** WHAT TO DO **
Transcribe all the records exactly and omit any images they hold.

** RECORDED INFORMATION **
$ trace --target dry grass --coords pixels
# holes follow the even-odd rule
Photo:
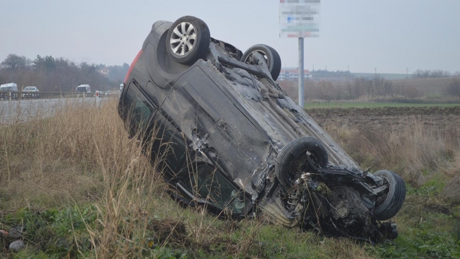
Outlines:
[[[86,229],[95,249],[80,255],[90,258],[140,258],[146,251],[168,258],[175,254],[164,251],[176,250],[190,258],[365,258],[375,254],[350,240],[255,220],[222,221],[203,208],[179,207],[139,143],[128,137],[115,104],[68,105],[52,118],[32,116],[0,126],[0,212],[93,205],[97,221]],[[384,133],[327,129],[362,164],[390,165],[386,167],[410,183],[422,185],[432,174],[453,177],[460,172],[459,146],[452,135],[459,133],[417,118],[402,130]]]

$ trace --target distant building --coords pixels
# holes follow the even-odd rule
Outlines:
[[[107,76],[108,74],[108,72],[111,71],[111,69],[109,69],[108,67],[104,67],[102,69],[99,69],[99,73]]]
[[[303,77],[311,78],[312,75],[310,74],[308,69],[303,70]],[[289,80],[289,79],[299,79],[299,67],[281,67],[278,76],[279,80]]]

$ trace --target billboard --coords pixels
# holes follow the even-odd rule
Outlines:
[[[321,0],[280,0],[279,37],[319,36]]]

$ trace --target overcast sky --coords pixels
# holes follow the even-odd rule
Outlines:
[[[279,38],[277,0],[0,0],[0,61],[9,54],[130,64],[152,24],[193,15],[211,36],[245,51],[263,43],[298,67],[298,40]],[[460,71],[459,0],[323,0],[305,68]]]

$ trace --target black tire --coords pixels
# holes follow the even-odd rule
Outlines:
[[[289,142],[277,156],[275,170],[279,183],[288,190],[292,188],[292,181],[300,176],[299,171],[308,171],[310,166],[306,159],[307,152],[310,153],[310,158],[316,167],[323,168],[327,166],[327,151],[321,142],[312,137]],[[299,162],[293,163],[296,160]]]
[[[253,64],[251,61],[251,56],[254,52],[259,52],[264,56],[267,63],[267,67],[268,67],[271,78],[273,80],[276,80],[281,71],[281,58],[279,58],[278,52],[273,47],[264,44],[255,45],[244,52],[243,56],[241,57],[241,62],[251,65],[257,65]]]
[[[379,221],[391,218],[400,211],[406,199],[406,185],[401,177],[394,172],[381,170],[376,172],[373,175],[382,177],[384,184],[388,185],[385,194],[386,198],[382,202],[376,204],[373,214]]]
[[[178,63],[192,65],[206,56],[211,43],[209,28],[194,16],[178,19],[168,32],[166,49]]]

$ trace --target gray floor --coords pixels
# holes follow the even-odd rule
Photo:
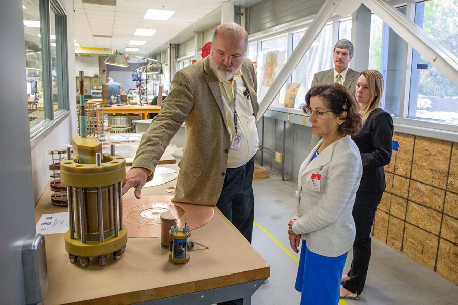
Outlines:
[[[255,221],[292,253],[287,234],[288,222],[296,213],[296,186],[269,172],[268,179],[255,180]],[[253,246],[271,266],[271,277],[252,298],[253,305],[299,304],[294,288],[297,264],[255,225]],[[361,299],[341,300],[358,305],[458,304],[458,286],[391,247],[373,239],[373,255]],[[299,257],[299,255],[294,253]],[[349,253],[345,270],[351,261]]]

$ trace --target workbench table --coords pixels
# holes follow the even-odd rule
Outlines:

** ANSWER TO THIS EXERCISE **
$ trace --target dry grass --coords pixels
# holes follow the even-odd rule
Photo:
Outlines:
[[[86,229],[95,249],[80,255],[90,258],[140,258],[146,251],[168,258],[175,254],[164,251],[176,250],[190,258],[365,258],[375,254],[350,240],[255,220],[222,221],[203,208],[179,207],[139,143],[128,137],[115,104],[68,105],[52,118],[32,116],[0,126],[0,212],[93,205],[97,221]],[[384,133],[327,129],[362,164],[390,165],[386,167],[410,183],[422,185],[432,174],[453,177],[460,172],[459,146],[452,135],[459,133],[417,118],[402,130]]]

$ trace --target distant building --coords pixels
# holes follow the even-odd rule
Outlines:
[[[107,76],[108,74],[108,72],[111,71],[111,69],[109,69],[108,67],[104,67],[102,69],[99,69],[99,73]]]
[[[303,77],[311,78],[312,75],[310,74],[308,69],[303,70]],[[289,80],[289,79],[299,79],[299,67],[281,67],[278,76],[279,80]]]

$ trace --target billboard --coords pixels
# holes follow the even-odd rule
Outlines:
[[[321,0],[280,0],[279,37],[319,36]]]

$ trace --target overcast sky --coords pixels
# holes follow the even-odd rule
Outlines:
[[[279,38],[277,0],[0,0],[0,61],[9,54],[130,64],[152,24],[193,15],[211,36],[245,51],[263,43],[298,67],[298,40]],[[460,71],[459,0],[323,0],[305,68]]]

$ trace --target black tire --coords pixels
# holes follow the even-odd rule
Outlines:
[[[289,142],[277,156],[275,170],[279,183],[288,190],[292,188],[292,181],[300,176],[299,171],[308,171],[310,166],[306,159],[307,152],[310,153],[310,158],[316,167],[323,168],[327,166],[327,151],[321,142],[312,137]],[[299,162],[293,163],[296,160]]]
[[[253,64],[251,61],[251,56],[254,52],[259,52],[264,56],[267,63],[267,67],[268,67],[271,78],[273,80],[276,80],[281,71],[281,58],[279,58],[278,52],[273,47],[264,44],[255,45],[244,52],[243,56],[241,57],[241,62],[251,65],[257,65]]]
[[[379,221],[391,218],[400,211],[406,199],[406,185],[401,177],[394,172],[381,170],[376,172],[373,175],[382,177],[384,184],[388,185],[385,194],[386,198],[382,202],[376,204],[373,214]]]
[[[178,63],[192,65],[206,56],[211,43],[209,28],[194,16],[178,19],[168,32],[166,49]]]

$ trace --target gray floor --coords pixels
# holes follow the even-odd rule
Photo:
Outlines:
[[[255,221],[292,253],[287,234],[288,222],[296,213],[296,186],[269,172],[268,179],[255,180]],[[253,246],[271,266],[271,277],[252,298],[253,305],[299,304],[294,288],[297,264],[255,225]],[[361,299],[341,300],[358,305],[458,304],[458,286],[391,247],[373,239],[373,255]],[[299,257],[299,255],[294,253]],[[349,253],[345,270],[351,261]]]

$ trace --target workbench table --coords pixels
# holes follow the even-odd rule
Outlines:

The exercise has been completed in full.